● Source material

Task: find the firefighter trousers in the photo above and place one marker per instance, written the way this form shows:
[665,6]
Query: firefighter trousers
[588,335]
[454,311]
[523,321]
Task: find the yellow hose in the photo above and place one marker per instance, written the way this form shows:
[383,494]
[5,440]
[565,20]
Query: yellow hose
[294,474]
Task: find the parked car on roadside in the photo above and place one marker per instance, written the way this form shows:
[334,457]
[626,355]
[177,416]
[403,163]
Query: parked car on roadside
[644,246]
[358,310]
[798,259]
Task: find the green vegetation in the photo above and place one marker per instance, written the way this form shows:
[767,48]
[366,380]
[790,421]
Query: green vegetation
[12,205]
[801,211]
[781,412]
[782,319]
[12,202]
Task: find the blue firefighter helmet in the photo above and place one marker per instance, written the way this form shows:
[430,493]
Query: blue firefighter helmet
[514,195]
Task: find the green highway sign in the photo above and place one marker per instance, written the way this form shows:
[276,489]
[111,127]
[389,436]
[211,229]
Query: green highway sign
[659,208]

● Try it
What is needed here is an exact copy of all the records above.

● Solution for this problem
Task: find the firefighter trousers in the photo above and place one marker per instance, written the way this form shows:
[665,6]
Query: firefighter trousers
[588,335]
[454,311]
[523,321]
Task: find the yellow hose in the photo above and place one marker per instance, written the way this form shows:
[383,494]
[5,440]
[565,20]
Query: yellow hose
[294,474]
Task: find the parked car on roadside in the photo above and place one marker per instance, written the way this form shows:
[334,457]
[626,355]
[177,416]
[403,163]
Query: parked car on roadside
[644,246]
[358,310]
[798,259]
Task: find the green vegetation in the photo above and place one marker per instance, written the way this form shows:
[767,48]
[366,380]
[790,421]
Query: green vegetation
[12,205]
[801,211]
[781,412]
[782,319]
[12,202]
Task: find the blue firefighter helmet in the photo above and place one marker per instance, written the way this form shows:
[430,493]
Query: blue firefighter helmet
[514,195]
Task: find the green highway sign in the photo above and place one marker per instance, written the way this form shows:
[276,489]
[111,127]
[389,436]
[211,229]
Query: green highway sign
[659,208]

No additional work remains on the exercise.